**Image-grounded pointing data**
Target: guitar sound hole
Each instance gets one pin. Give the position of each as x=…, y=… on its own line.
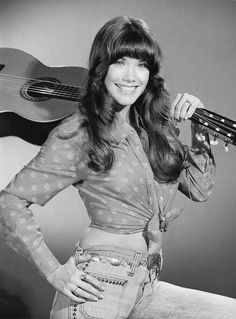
x=40, y=89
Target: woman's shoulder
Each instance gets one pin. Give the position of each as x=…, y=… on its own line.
x=71, y=127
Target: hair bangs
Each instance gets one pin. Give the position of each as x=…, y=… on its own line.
x=135, y=45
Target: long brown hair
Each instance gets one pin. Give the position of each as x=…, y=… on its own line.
x=149, y=115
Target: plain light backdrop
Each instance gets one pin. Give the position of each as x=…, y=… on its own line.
x=198, y=39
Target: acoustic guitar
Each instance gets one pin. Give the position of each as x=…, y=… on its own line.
x=34, y=98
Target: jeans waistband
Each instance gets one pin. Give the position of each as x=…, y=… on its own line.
x=120, y=256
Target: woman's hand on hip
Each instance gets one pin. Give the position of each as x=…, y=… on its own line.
x=183, y=106
x=74, y=283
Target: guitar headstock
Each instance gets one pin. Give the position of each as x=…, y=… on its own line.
x=216, y=125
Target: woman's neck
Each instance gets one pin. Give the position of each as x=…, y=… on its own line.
x=124, y=113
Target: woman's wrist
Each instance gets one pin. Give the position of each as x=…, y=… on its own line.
x=44, y=260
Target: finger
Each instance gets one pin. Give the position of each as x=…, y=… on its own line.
x=183, y=111
x=196, y=104
x=83, y=258
x=74, y=297
x=179, y=105
x=176, y=100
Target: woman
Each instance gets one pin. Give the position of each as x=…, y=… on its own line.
x=122, y=152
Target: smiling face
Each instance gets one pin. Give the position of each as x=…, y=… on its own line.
x=126, y=80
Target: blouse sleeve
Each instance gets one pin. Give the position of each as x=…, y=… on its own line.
x=197, y=178
x=53, y=169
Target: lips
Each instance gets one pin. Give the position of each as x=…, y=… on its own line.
x=127, y=88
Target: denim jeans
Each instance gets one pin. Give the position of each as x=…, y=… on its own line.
x=132, y=291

**Task requirements**
What you give back should be only the lines of the records above, starting at the line with "Target: woman's shoulder" and ending at the line with "Target: woman's hand on hip", restated word for word.

**Response**
Target: woman's shoulder
Each instance gets one pin. Give the position of each as x=…, y=… on its own line.
x=71, y=127
Target: hair bangs
Each instance gets one pin. Give the position of each as x=…, y=… on its own line.
x=135, y=45
Target: long brown hair
Each instance gets one pin. Give the position of each as x=…, y=… on its own line.
x=149, y=115
Target: plain light backdrop
Each instance gets one pin. Give the position of each as x=…, y=… on its own line.
x=198, y=39
Target: acoustic guitar
Each instance gets one pin. Give the position of each as x=…, y=… on its own line.
x=34, y=98
Target: jeans waistband
Each instance gets one pin. Give the position of each as x=…, y=… on its own line.
x=120, y=256
Target: woman's hand on hip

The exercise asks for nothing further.